■ Dataset excerpts:
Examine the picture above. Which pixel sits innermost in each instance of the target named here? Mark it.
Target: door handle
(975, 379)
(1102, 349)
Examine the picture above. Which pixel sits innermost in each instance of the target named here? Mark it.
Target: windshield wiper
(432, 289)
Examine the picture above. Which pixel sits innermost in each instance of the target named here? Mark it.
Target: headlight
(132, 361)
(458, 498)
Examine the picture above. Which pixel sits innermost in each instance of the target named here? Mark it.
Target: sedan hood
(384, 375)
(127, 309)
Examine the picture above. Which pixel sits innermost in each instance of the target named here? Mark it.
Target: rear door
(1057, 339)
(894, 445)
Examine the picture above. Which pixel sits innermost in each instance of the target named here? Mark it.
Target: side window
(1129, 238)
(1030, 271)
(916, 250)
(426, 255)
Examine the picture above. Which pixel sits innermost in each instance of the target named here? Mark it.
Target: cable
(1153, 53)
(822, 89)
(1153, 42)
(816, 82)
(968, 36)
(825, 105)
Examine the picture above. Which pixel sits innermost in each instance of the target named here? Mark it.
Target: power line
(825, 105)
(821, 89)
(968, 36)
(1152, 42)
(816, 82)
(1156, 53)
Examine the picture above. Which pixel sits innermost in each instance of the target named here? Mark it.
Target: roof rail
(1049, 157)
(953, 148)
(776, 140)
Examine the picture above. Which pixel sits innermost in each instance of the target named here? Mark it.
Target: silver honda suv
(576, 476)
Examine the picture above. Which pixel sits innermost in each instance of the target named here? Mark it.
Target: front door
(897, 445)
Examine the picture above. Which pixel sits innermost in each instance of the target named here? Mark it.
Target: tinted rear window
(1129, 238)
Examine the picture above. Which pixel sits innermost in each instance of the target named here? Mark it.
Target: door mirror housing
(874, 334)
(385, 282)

■ What you have to do:
An exact transcription of the entries is needed, complete to the final line.

■ Task result:
Examine the picture above. Which pixel sits innermost in each instance of the target named here? Mark it.
Target: door handle
(975, 379)
(1102, 349)
Examine the picture above. Which pixel sits innermost in each instance of the target named here? Mark it.
Target: windshield wiper
(432, 289)
Examine the picture above. Which pixel sits innermost in each instance of the target named here? Mark it.
Target: headlight
(132, 361)
(458, 498)
Examine the picture above. Which pixel sits innermost in each instance of the target named here? Mark it.
Target: sedan hood
(384, 375)
(127, 309)
Examine the picture above. Which pixel sits innermost in each instance of the target named here? Mark it.
Target: rear door
(1057, 339)
(894, 445)
Examine the picture above. Which pixel sits innermost in each instance of the target named here? Mark it.
Target: side window
(1129, 238)
(1030, 271)
(916, 250)
(426, 255)
Examine the picture above. Which pixel sits innermost in each instance of the target named here? Mark it.
Target: cable
(1153, 53)
(822, 89)
(1153, 42)
(816, 82)
(968, 36)
(825, 105)
Examine the picture above. Which pixel sits innermost in each instance of the target named here? Mark it.
Target: power line
(825, 105)
(821, 89)
(968, 36)
(1152, 42)
(816, 82)
(1156, 53)
Examine the picture above. Which pixel sits innermost in each instance of the target named here? Mark it.
Target: roof rail
(1049, 157)
(953, 148)
(776, 140)
Examine the picture above. Which pixel sits innermost in each instance of the target named here? Mark it.
Target: silver honda suv
(576, 476)
Examine the picture above. Which pixel sits innermost in each instance of the target named here? Mark it.
Target: front door
(897, 445)
Examine the picture above. Which pixel sits innermost in each instance of the target named here? Mark it.
Target: tinted rear window
(1129, 238)
Examine the picture above. Which pixel sits innermost in each instance of the target named here? Mark it.
Target: door mirror housing
(874, 334)
(385, 282)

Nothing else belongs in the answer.